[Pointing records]
+ + + +
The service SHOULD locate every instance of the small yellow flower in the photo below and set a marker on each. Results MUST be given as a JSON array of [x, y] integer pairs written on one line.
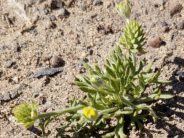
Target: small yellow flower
[[90, 113]]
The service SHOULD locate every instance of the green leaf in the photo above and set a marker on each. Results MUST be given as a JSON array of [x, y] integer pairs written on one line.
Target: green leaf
[[88, 90], [110, 71]]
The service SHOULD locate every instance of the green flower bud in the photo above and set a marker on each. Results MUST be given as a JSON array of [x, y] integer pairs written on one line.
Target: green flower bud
[[133, 37], [26, 114], [124, 9], [97, 81]]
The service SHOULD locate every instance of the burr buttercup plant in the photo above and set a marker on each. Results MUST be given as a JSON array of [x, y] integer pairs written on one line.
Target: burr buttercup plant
[[119, 95]]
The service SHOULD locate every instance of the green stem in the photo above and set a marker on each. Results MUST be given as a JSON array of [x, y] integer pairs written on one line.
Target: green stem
[[60, 112], [108, 111]]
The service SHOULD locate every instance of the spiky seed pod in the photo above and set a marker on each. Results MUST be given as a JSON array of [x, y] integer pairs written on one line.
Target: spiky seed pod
[[133, 37]]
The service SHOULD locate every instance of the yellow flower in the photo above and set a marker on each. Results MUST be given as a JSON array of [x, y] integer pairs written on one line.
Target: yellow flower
[[90, 113]]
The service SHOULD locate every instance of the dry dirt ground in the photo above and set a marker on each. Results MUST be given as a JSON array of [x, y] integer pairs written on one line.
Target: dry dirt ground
[[82, 31]]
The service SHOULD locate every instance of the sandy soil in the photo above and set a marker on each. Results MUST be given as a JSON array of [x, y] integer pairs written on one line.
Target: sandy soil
[[78, 31]]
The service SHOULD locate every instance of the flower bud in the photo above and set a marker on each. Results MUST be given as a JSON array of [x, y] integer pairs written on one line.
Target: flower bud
[[26, 114], [97, 81]]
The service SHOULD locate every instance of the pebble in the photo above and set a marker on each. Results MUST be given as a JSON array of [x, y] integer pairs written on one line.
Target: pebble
[[62, 12], [175, 8], [180, 24], [173, 35], [47, 72], [6, 97], [155, 42], [57, 61], [166, 29]]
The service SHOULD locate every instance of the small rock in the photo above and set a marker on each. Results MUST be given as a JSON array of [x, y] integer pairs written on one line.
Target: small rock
[[155, 42], [6, 97], [63, 13], [10, 63], [97, 2], [57, 61], [175, 8], [51, 25], [47, 72], [166, 29], [56, 4], [180, 24], [15, 94], [52, 18]]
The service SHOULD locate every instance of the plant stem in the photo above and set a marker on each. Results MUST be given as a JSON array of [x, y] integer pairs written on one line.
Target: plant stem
[[60, 112], [108, 111]]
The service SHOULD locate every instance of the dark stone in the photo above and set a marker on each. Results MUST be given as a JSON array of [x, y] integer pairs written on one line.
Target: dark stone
[[137, 15], [155, 42], [47, 72]]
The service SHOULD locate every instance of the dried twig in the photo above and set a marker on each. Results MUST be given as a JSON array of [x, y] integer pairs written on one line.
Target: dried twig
[[21, 13]]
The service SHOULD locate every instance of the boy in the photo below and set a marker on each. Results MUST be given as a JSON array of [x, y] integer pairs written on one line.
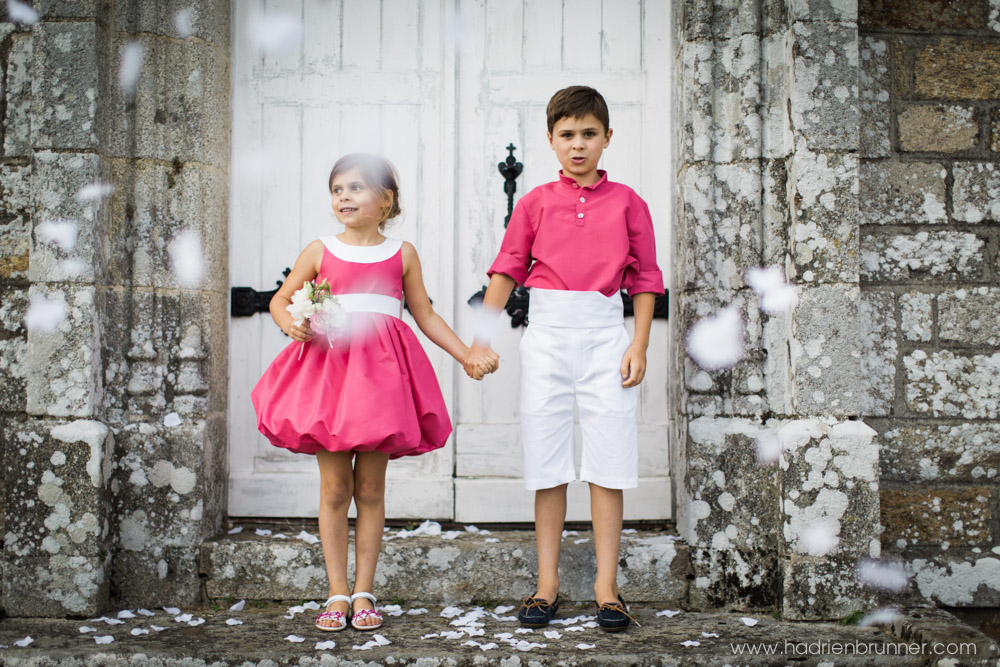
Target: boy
[[576, 242]]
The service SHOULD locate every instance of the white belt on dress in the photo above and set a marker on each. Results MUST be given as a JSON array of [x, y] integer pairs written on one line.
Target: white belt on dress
[[577, 310], [370, 303]]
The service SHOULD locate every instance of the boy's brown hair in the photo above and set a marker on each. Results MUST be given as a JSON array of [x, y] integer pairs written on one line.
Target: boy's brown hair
[[577, 102]]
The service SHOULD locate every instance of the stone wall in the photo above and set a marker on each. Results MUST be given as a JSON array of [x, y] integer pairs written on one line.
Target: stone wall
[[104, 497], [930, 284]]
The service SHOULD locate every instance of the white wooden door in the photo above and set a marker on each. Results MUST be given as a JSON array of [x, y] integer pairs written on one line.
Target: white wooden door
[[312, 81], [515, 55], [440, 87]]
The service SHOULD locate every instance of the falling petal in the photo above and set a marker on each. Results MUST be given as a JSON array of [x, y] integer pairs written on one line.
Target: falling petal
[[886, 576], [186, 258], [716, 342], [132, 56], [21, 13], [184, 22], [44, 315], [819, 539]]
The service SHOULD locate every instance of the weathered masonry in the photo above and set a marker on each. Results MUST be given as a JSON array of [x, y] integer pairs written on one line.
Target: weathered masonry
[[855, 145]]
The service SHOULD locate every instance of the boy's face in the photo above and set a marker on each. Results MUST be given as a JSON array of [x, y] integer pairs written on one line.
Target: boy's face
[[578, 143]]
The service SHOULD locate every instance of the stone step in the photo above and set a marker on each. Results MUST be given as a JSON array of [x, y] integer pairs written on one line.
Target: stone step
[[452, 567]]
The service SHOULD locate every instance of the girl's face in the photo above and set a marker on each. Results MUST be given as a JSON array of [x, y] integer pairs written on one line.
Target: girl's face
[[355, 203]]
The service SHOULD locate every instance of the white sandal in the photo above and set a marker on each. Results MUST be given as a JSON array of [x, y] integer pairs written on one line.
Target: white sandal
[[337, 616], [365, 613]]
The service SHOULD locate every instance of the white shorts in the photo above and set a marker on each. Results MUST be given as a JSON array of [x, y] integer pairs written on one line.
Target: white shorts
[[565, 360]]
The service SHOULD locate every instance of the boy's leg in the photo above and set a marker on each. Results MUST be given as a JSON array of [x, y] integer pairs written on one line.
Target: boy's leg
[[550, 515], [369, 498], [335, 492], [606, 509]]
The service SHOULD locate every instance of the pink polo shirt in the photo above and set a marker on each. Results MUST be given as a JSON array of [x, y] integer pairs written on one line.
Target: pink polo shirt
[[597, 238]]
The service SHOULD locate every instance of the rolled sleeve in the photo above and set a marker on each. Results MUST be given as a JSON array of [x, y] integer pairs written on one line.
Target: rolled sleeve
[[514, 258]]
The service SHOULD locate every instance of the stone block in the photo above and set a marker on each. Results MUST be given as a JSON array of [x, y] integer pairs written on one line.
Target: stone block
[[179, 109], [874, 97], [877, 314], [970, 316], [927, 256], [822, 589], [976, 192], [938, 516], [896, 192], [722, 212], [63, 367], [20, 70], [13, 349], [945, 384], [965, 453], [830, 488], [824, 93], [824, 230], [826, 352], [915, 316], [205, 21], [958, 578], [938, 128], [921, 15], [64, 86], [56, 527], [954, 68]]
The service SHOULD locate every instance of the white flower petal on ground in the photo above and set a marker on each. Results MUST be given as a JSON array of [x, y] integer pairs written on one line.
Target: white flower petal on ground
[[94, 192], [716, 342], [308, 538], [60, 232], [22, 13], [132, 55], [184, 22], [44, 314], [886, 616], [883, 575], [819, 539], [186, 259]]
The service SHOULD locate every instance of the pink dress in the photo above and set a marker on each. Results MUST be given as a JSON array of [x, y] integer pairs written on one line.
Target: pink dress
[[374, 389]]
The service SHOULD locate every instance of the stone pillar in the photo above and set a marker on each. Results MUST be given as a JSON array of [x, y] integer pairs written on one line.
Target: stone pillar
[[104, 495], [768, 175]]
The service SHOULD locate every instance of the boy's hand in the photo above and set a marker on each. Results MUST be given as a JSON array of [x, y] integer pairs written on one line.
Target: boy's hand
[[633, 365], [480, 361]]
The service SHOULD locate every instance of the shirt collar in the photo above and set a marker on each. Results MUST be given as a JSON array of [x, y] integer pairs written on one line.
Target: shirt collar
[[566, 180]]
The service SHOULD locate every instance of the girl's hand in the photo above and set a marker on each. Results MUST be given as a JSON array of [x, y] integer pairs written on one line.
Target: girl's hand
[[633, 365], [301, 333]]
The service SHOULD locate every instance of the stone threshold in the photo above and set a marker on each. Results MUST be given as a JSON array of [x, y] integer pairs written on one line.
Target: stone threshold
[[455, 566]]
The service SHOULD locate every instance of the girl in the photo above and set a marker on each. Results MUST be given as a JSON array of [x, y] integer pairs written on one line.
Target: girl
[[369, 393]]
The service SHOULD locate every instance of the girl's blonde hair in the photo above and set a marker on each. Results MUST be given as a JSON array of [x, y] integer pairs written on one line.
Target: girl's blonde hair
[[379, 174]]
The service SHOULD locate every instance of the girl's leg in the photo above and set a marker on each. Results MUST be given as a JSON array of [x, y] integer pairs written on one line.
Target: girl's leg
[[550, 515], [369, 498], [606, 509], [335, 493]]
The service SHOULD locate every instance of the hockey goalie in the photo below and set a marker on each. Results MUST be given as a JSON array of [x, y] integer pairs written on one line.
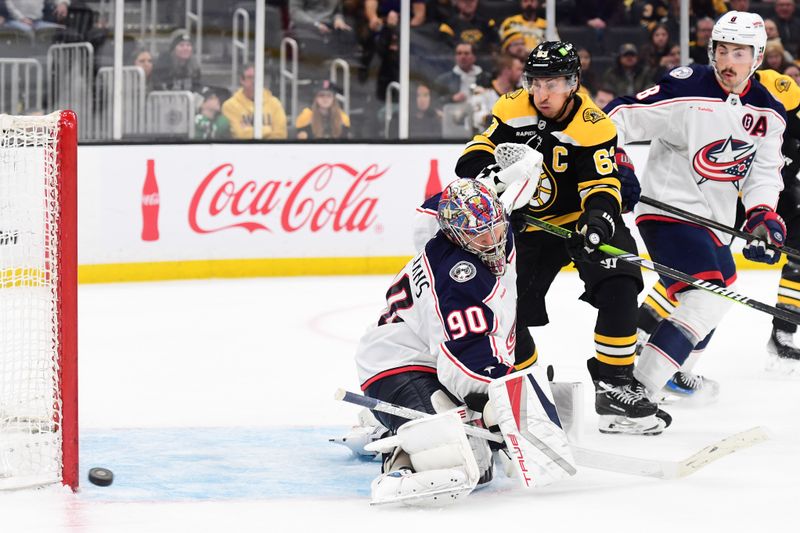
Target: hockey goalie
[[446, 340]]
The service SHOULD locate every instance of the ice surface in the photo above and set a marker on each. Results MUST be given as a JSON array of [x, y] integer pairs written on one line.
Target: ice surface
[[212, 403]]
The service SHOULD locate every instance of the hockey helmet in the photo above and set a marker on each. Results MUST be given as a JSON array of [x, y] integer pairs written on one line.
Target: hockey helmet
[[552, 59], [471, 216], [739, 27]]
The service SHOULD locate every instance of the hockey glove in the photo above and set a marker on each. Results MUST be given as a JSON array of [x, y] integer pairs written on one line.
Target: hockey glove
[[629, 183], [769, 229], [593, 228]]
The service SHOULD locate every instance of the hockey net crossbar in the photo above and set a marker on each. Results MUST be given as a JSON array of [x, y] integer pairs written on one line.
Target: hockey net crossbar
[[38, 300]]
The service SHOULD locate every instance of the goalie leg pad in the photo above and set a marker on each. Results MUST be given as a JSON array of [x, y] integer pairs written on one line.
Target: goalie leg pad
[[441, 467], [525, 412]]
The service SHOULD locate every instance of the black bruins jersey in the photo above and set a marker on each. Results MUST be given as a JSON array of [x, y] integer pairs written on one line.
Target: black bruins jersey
[[578, 154]]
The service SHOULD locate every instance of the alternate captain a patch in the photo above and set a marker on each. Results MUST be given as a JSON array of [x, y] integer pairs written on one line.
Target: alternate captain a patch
[[463, 271]]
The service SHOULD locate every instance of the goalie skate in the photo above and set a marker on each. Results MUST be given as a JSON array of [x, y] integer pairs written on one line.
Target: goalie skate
[[782, 354], [689, 388]]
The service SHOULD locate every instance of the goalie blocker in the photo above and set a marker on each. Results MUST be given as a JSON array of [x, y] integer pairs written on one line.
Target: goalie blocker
[[431, 462]]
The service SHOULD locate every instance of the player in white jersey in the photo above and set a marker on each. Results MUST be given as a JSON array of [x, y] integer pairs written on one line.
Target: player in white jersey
[[715, 134], [445, 339]]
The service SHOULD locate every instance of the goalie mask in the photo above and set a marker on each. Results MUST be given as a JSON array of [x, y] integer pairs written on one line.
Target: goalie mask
[[472, 217], [739, 27]]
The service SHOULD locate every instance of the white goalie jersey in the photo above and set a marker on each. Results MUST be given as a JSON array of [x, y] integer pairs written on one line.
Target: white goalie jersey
[[708, 146], [447, 314]]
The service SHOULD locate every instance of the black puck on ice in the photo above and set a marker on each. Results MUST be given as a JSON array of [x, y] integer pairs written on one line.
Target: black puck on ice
[[102, 477]]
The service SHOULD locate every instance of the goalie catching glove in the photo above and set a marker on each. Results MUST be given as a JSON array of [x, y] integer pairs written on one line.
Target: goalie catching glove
[[515, 177], [768, 227]]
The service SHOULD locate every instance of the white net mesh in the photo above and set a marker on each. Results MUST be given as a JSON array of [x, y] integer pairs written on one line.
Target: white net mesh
[[30, 402]]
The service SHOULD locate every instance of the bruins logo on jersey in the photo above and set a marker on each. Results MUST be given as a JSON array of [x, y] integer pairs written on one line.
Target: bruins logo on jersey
[[782, 85], [545, 194], [593, 115]]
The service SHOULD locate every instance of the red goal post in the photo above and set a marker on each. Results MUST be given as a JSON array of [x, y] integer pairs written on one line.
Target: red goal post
[[38, 300]]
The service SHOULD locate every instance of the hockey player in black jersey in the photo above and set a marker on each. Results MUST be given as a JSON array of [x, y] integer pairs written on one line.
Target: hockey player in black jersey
[[580, 190]]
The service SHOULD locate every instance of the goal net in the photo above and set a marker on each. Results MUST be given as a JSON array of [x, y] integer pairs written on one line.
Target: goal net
[[38, 301]]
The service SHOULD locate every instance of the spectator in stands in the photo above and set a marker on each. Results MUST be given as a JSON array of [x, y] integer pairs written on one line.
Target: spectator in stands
[[774, 57], [514, 45], [698, 49], [380, 12], [209, 123], [144, 59], [654, 12], [178, 69], [468, 26], [603, 97], [788, 24], [508, 71], [388, 50], [629, 75], [324, 119], [588, 76], [456, 85], [528, 23], [29, 16], [239, 109], [793, 71], [425, 121], [658, 46], [598, 14], [773, 36], [321, 22], [670, 61]]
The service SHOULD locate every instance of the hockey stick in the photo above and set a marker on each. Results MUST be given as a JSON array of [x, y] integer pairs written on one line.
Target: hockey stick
[[633, 259], [599, 460], [697, 219]]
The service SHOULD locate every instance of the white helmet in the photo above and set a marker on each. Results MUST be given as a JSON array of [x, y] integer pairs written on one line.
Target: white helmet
[[740, 27]]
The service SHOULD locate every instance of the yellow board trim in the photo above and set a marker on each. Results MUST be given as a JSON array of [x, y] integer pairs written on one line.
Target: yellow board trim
[[615, 341], [790, 284], [616, 361], [240, 268], [308, 266]]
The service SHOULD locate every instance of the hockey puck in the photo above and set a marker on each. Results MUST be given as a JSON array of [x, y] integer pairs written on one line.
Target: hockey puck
[[102, 477]]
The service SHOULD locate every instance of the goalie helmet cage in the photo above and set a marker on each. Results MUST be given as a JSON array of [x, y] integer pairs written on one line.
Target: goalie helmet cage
[[38, 301]]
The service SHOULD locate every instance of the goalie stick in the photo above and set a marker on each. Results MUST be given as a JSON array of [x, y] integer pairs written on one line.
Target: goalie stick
[[596, 459], [697, 219], [613, 251]]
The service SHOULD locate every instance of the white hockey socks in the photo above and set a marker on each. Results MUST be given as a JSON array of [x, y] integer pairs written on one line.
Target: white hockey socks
[[442, 467], [524, 410]]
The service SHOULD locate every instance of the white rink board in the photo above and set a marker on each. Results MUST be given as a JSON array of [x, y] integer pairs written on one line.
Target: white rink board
[[257, 200]]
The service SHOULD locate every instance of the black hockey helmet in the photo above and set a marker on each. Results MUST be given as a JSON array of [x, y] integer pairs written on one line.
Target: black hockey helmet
[[552, 59]]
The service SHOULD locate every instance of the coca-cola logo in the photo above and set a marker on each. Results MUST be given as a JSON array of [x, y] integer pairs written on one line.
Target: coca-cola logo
[[150, 199], [316, 201]]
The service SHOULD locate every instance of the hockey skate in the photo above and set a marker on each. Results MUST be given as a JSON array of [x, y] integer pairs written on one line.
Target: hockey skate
[[689, 388], [782, 353], [625, 409]]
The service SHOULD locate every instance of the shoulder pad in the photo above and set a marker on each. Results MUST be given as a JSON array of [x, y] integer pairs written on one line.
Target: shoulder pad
[[512, 105], [781, 87]]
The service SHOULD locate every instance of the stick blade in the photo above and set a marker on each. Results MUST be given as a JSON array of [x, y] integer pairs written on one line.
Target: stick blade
[[720, 449]]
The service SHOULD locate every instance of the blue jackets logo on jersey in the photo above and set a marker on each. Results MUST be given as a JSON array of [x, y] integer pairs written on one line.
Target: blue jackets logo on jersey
[[724, 160]]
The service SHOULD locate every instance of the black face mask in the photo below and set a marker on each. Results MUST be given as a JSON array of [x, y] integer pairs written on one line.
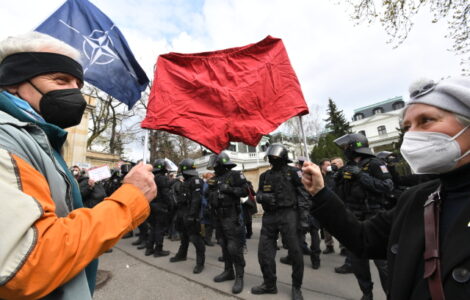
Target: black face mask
[[350, 155], [220, 169], [63, 108]]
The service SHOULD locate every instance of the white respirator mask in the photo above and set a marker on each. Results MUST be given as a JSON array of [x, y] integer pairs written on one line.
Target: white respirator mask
[[431, 152]]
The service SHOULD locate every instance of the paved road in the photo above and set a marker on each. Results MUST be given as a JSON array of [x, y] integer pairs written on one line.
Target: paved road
[[139, 277]]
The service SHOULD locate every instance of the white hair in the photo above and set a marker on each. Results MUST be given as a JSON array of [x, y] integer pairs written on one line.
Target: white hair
[[36, 42]]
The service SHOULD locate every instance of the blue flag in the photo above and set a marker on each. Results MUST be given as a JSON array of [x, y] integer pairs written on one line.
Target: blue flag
[[108, 62]]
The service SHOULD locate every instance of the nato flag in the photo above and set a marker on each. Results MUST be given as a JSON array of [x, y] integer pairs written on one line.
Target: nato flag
[[108, 62]]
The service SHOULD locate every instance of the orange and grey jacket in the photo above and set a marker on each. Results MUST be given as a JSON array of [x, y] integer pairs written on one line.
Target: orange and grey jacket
[[46, 243]]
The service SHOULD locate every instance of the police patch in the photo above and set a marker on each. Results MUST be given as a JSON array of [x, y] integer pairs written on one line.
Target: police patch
[[384, 169]]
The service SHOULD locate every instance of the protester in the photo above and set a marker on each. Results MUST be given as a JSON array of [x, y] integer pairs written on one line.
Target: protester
[[50, 239], [424, 236], [92, 192]]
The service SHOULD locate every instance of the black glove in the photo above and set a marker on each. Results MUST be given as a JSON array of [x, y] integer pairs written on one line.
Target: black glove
[[225, 188], [353, 169]]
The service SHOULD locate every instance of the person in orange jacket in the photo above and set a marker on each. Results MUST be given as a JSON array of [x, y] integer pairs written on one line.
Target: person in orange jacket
[[50, 242]]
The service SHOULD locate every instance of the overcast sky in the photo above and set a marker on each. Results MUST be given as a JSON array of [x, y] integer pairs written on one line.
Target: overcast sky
[[331, 56]]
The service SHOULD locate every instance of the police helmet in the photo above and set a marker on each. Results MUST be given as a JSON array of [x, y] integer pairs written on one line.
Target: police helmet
[[383, 154], [278, 151], [223, 159], [188, 167], [354, 143]]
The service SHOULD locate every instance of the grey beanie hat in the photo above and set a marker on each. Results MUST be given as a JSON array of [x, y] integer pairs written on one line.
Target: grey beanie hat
[[451, 94]]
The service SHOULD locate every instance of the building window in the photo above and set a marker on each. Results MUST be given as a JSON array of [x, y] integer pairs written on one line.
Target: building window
[[358, 116], [378, 110], [398, 105], [382, 130]]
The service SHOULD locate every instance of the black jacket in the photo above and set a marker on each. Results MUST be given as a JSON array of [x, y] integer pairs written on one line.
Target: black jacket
[[398, 236]]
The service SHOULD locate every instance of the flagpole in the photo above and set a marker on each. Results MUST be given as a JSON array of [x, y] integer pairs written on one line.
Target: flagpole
[[304, 138], [146, 145]]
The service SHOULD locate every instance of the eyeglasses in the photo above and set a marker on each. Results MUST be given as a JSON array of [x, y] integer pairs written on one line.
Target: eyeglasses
[[424, 90]]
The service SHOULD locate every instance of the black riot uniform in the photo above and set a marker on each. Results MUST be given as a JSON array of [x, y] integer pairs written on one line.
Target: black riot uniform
[[277, 193], [188, 196], [224, 193], [160, 209], [363, 184]]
+ + + +
■ **Task goal**
Quote the lines of the listing exactly, from the line containing "The service SHOULD locate every instance of the boy's hand" through the line containing "[[633, 365], [301, 333]]", with both of those lines included.

■ **Reply**
The service SHOULD locate every instance of the boy's hand in the photo above and set a marker on each. Results MUST be given as a JSON array of [x, y] integer pairs written on one line.
Target: boy's hand
[[633, 365], [480, 361]]
The service SHOULD locate every instance of the shirt collar in the photo above and set a marker on each. Results MUST be given as a JSON array of [x, y] integer pairs written on one line.
Target: shirt collar
[[566, 180]]
The service SHOULD locate every instance of the girl's hand in the photo above and set a marker on each. Results MUST be given as a JSON array of [x, y] integer pairs written on one line.
Target: girl's hand
[[633, 365], [301, 333]]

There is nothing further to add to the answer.